■ Aim of the task
Write out the entries below once more, exactly.

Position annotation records
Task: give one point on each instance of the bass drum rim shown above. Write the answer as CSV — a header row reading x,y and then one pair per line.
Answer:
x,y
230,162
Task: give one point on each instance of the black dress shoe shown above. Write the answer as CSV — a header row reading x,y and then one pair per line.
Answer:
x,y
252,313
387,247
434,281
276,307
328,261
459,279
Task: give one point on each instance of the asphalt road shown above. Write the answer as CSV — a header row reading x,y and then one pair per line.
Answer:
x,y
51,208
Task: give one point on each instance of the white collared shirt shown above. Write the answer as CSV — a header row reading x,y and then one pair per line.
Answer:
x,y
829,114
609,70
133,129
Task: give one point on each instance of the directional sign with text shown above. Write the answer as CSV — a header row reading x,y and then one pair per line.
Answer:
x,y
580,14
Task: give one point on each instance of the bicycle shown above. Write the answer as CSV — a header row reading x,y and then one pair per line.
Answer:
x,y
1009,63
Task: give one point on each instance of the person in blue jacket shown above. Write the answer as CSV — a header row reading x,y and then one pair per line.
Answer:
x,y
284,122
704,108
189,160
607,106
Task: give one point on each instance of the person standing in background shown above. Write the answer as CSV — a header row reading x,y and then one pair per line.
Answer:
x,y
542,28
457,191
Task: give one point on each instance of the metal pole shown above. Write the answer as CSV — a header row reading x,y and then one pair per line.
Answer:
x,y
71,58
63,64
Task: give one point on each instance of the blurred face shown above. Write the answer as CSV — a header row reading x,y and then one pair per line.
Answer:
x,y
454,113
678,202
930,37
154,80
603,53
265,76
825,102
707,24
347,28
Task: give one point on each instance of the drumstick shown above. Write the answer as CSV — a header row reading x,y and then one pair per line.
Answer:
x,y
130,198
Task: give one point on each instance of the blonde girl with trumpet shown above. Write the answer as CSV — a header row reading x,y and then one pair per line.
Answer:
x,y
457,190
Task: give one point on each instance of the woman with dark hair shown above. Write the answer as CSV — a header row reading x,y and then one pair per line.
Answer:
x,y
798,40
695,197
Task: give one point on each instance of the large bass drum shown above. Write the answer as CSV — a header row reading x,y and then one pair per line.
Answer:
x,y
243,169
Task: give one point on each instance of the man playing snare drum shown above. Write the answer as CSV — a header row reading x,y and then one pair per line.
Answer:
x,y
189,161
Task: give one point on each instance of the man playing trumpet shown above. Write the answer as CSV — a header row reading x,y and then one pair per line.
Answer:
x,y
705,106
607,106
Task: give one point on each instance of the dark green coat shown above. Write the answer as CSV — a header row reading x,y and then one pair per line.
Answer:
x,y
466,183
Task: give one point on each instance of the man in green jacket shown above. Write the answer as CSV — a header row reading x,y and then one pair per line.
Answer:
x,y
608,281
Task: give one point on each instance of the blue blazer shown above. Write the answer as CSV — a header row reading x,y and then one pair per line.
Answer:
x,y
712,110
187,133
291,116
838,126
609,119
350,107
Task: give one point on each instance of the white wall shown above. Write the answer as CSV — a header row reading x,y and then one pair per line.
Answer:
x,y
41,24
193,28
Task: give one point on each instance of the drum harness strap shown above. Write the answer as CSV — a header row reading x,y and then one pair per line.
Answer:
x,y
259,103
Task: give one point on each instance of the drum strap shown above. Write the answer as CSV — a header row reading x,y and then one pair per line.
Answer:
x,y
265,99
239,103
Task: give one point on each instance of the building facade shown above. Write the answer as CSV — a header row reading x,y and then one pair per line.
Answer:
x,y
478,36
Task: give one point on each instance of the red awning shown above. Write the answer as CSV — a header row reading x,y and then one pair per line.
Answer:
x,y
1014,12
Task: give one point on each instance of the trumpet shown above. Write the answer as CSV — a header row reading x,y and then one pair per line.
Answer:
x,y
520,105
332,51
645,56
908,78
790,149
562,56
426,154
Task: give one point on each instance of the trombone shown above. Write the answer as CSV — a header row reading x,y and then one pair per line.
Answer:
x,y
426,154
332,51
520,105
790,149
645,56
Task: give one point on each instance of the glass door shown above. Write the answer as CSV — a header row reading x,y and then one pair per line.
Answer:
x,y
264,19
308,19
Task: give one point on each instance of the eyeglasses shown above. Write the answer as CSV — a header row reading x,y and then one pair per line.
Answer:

■ Result of the task
Task: give one point on each instance of the bass drum rim shown above. Write the answer as CSV — a header row reading x,y and then one pair per line.
Answer:
x,y
230,162
Task: give one point on each instance of the black dress shoe shown above. Write the answer as CSV — a header row reading x,y and then one pair per line.
Answer:
x,y
252,313
387,247
434,281
276,307
328,261
459,279
Task: give one point on each instance of the asphalt road shown above. Write the answer as CSV — a header row reading x,y and then one pair per line.
Answer:
x,y
51,208
Task: give one point on each instance of the white collared shirt shown above. Write the answer as CSV — a header row reading x,y and then one pair per line.
Answer:
x,y
829,114
609,70
133,129
Task: give one point on each instance of the directional sign with text shown above. Write the answer as CSV — a header row reading x,y and then one pair per line.
Answer:
x,y
580,14
Task: give one point on each instance of the bicycle shown above. Write the answer as CSV — a header row reading x,y and then one pair per line.
Answer:
x,y
1009,63
Task: give one point on each instance of the person in blue jacket shown above. Write the answer as CSV — a header row reading x,y and then one pair per line.
Answer:
x,y
284,122
704,108
189,160
607,106
Task: give one point on each instance of the person standing in background shown above. Write the answer as CSV — a header row reading x,y and then one pair per line.
Answer:
x,y
542,28
457,191
Task: give one point on each instance of the metal pole shown above. Write the answer as CSV — a header row reading x,y and then one pair per line.
Answer:
x,y
71,58
63,64
Task: give one point on each instance of the blurred face shown above. Write the answer as CSV — a header row reading x,y and then one pair per line.
Answer:
x,y
454,113
678,202
930,37
154,80
603,53
265,76
825,102
707,24
347,28
Task: give one point on each instance of the drumstick shown above. Write the answer as CSV — a header row reading x,y and then one pair per line.
Answer:
x,y
130,198
Task: give one point on each instance of the blonde girl with trumpet shown above. Write the answer as CSV — a header row reading x,y and then one pair per line.
Answer:
x,y
457,190
Task: give one point on each instance of the woman with dark hair shown above. Write the answer as CSV — a header row reading x,y and then one pair per line.
Answer:
x,y
798,40
695,197
Task: give one point on each instance of the large bass drum shown above. Write the answer as CSV — a header row reading x,y and then one pair per line.
Answer:
x,y
243,169
Task: give one point on each instance of the man playing snare drum shown above. Write the answer as CSV — a header row reading x,y and then one pair per line.
Answer:
x,y
189,161
Task: give one point on each instance of the man playing trumpet shown above. Write the answer as CSV — a header row reading x,y and then one pair per line.
Answer:
x,y
705,106
607,106
Task: give one point on each instance of the dark green coat shown above. Write the answer as CSV — a header row reading x,y and then one pair per line.
Answer:
x,y
466,183
Task: give one point on each instance of the man in green jacket shown above. Write the answer as CSV — a header row reading x,y and then one pair per line.
Answer:
x,y
608,281
Task: give one point on each instance of the blue blazer shown above. Write the answer as CSV — a header row reading x,y and then one pair per line.
Answer:
x,y
712,110
187,133
291,116
838,126
609,119
350,107
Task: give one point on each instance of the white wall shown above. Write the answer as CSV — a header row reading x,y and then one pair per line.
Answer:
x,y
41,24
193,28
Task: give one point on each instance of the drum harness strap shown above. Write the answer as CSV — a header row reading x,y and then one pair per line.
Answer:
x,y
259,103
Task: give one point on each instance of the drum strap shown above. Write the answer as CSV — a header row reading x,y and then one pair per line.
Answer:
x,y
265,99
239,103
Task: give one point on each instance of the building facade shown above. Write the answer as CSV — a header row reading x,y and then one pair per line.
Answer:
x,y
478,36
Task: give one point on each instance of the red awning shown above. Write the answer as CSV — a header row reading x,y and then one pair per line.
Answer:
x,y
1014,12
Task: give one point on each instance of the trumpet shown above. Write the answer as CSV — a header row reading x,y and then one pair per line.
Answer:
x,y
520,105
332,51
645,56
908,78
790,149
562,56
426,154
Task: give one point on each instance of the trombone shown above. Write the answer as CSV — a header row reading x,y and then one pair per line.
Answer:
x,y
426,154
332,51
520,105
790,149
645,56
Task: give one point on each instance of the glass door shown above. Write the answer as CSV — a header row reading x,y and then one pair per line.
Answer:
x,y
264,19
308,19
Task: give one point on each instance of the eyeglasses shown above. Write the answer as CSV — a header row reading x,y and then one pair per line.
Answer:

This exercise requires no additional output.